● **Task**:
Pick out every line in the rows below that contains the string "banner", and copy each such line.

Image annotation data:
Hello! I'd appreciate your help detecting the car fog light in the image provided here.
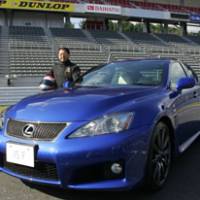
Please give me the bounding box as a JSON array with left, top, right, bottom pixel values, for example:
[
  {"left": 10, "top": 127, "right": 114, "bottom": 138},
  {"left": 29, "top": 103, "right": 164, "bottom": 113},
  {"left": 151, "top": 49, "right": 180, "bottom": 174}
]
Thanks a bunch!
[{"left": 111, "top": 163, "right": 123, "bottom": 174}]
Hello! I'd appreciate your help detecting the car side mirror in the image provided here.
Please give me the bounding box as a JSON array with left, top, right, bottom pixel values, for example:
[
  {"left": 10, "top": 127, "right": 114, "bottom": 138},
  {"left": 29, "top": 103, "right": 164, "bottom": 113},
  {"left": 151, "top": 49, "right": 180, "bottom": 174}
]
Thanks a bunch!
[
  {"left": 176, "top": 77, "right": 195, "bottom": 92},
  {"left": 63, "top": 81, "right": 70, "bottom": 89}
]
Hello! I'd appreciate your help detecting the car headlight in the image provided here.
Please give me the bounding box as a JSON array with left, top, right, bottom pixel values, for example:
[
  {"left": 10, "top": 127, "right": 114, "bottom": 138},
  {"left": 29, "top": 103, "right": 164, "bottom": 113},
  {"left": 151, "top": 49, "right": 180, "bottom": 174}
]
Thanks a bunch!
[
  {"left": 0, "top": 111, "right": 5, "bottom": 129},
  {"left": 69, "top": 112, "right": 133, "bottom": 138}
]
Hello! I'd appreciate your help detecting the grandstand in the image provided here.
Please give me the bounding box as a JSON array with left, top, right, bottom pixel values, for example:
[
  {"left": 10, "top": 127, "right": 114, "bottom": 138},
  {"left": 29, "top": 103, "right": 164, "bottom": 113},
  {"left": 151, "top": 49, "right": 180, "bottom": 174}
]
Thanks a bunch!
[{"left": 0, "top": 0, "right": 200, "bottom": 104}]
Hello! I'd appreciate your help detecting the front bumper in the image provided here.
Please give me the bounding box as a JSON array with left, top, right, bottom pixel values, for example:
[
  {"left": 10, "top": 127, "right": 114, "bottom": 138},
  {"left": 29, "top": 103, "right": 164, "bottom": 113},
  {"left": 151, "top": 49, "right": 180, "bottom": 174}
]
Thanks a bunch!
[{"left": 0, "top": 126, "right": 151, "bottom": 190}]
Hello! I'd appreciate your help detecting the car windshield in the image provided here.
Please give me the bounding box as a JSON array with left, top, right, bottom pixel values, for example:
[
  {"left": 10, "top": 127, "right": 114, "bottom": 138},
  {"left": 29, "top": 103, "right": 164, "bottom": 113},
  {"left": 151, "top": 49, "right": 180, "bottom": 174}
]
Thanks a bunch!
[{"left": 76, "top": 60, "right": 164, "bottom": 87}]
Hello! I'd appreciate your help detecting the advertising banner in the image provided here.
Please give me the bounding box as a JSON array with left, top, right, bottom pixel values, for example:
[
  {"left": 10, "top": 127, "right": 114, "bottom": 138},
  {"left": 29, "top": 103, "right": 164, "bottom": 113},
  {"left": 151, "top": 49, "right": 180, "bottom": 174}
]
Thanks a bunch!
[
  {"left": 0, "top": 0, "right": 75, "bottom": 12},
  {"left": 190, "top": 14, "right": 200, "bottom": 22},
  {"left": 85, "top": 4, "right": 121, "bottom": 15}
]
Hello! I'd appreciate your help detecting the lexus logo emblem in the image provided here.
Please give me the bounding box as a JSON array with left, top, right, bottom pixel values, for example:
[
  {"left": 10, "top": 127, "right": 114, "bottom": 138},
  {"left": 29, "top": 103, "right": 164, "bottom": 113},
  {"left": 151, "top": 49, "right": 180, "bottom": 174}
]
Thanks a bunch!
[{"left": 22, "top": 124, "right": 35, "bottom": 138}]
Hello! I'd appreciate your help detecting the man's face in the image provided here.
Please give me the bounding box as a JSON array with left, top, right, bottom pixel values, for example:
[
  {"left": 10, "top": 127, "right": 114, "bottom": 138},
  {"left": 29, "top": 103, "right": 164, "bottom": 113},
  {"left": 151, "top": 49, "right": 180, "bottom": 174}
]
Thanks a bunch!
[{"left": 58, "top": 49, "right": 70, "bottom": 62}]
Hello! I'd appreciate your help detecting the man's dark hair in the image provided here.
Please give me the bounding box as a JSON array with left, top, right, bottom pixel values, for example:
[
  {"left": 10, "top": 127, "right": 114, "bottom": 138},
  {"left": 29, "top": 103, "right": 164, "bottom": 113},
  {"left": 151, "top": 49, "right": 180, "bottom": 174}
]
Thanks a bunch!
[{"left": 58, "top": 47, "right": 70, "bottom": 54}]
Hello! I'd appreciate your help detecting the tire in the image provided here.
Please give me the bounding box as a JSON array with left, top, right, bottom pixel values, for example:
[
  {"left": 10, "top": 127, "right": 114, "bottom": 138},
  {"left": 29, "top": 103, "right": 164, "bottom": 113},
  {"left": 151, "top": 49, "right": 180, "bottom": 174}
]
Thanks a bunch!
[{"left": 145, "top": 122, "right": 172, "bottom": 190}]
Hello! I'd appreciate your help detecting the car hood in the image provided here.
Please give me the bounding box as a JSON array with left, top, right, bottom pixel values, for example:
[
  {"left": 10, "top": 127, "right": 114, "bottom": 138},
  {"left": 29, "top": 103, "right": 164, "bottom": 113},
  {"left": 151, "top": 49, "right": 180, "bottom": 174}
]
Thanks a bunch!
[{"left": 7, "top": 87, "right": 162, "bottom": 122}]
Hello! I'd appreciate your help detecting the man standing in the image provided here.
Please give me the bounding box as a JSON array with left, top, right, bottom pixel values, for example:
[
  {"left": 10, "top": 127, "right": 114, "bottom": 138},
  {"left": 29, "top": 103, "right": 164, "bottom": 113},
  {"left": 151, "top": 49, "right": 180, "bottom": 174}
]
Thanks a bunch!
[{"left": 40, "top": 48, "right": 80, "bottom": 90}]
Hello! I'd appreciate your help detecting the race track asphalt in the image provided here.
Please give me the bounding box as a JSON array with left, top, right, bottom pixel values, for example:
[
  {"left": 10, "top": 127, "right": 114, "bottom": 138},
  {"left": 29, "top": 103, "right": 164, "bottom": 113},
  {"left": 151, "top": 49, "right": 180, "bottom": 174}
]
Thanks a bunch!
[{"left": 0, "top": 139, "right": 200, "bottom": 200}]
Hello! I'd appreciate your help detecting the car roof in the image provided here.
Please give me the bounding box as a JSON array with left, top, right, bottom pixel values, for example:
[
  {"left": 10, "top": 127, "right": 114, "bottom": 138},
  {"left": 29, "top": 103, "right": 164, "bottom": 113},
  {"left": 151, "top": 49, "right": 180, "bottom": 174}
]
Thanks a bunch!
[{"left": 113, "top": 57, "right": 178, "bottom": 64}]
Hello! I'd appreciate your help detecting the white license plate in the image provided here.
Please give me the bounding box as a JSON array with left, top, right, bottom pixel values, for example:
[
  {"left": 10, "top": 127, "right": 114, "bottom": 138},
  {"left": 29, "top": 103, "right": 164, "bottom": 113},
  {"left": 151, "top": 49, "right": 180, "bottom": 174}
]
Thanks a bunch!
[{"left": 6, "top": 142, "right": 35, "bottom": 167}]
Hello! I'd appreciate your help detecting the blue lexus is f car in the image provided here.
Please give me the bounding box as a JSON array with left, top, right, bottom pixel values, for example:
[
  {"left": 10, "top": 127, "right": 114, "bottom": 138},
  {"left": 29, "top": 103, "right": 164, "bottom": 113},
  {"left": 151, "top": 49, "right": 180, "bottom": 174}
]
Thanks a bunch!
[{"left": 0, "top": 58, "right": 200, "bottom": 190}]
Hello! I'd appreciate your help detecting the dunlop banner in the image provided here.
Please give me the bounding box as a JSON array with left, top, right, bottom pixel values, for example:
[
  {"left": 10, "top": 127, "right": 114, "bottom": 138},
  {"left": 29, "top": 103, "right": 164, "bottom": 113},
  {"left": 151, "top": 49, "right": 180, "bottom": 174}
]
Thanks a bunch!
[{"left": 0, "top": 0, "right": 75, "bottom": 12}]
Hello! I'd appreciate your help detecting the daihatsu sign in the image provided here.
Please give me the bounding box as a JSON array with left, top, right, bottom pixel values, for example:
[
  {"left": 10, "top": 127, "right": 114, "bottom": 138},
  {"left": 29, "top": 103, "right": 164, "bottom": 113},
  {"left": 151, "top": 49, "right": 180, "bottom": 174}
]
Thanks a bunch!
[{"left": 85, "top": 4, "right": 121, "bottom": 15}]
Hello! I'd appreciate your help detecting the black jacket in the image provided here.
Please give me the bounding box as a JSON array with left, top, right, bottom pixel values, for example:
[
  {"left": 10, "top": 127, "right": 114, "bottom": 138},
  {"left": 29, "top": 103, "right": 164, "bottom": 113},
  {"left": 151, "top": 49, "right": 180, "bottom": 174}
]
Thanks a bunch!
[{"left": 48, "top": 60, "right": 80, "bottom": 88}]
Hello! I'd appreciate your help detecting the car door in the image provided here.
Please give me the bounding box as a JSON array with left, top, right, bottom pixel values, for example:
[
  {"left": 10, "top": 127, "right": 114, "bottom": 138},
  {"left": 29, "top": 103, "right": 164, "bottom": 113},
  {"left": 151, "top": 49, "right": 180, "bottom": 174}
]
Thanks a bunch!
[{"left": 170, "top": 62, "right": 200, "bottom": 150}]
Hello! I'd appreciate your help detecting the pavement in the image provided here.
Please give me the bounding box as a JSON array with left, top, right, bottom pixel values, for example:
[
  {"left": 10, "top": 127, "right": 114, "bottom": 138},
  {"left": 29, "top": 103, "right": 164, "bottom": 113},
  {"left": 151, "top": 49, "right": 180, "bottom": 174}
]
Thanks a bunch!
[{"left": 0, "top": 139, "right": 200, "bottom": 200}]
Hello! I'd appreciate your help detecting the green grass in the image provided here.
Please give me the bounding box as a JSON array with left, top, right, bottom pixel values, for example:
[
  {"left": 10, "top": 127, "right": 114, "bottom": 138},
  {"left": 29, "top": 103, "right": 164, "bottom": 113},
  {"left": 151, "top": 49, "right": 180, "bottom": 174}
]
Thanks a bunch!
[{"left": 0, "top": 106, "right": 8, "bottom": 112}]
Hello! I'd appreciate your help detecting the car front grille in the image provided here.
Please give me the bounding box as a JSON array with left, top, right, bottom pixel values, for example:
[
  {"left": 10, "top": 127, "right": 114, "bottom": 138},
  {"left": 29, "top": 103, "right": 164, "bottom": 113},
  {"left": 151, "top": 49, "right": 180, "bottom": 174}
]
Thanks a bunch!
[
  {"left": 7, "top": 119, "right": 68, "bottom": 140},
  {"left": 3, "top": 160, "right": 58, "bottom": 181}
]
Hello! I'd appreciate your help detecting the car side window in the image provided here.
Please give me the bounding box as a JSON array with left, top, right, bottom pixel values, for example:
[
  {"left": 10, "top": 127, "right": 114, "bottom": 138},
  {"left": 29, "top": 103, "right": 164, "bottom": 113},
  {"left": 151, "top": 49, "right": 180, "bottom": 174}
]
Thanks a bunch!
[
  {"left": 182, "top": 65, "right": 199, "bottom": 83},
  {"left": 170, "top": 63, "right": 187, "bottom": 89}
]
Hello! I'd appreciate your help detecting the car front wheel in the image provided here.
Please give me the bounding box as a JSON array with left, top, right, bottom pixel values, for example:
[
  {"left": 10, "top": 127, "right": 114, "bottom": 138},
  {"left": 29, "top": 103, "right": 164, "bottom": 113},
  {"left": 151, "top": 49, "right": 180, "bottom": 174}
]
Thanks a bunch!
[{"left": 146, "top": 122, "right": 172, "bottom": 190}]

● **Right answer**:
Hello! I'd appreciate your help detecting the advertising banner in the image provided here.
Hello! I'd appreciate your help detecting the dunlop banner in the image provided here.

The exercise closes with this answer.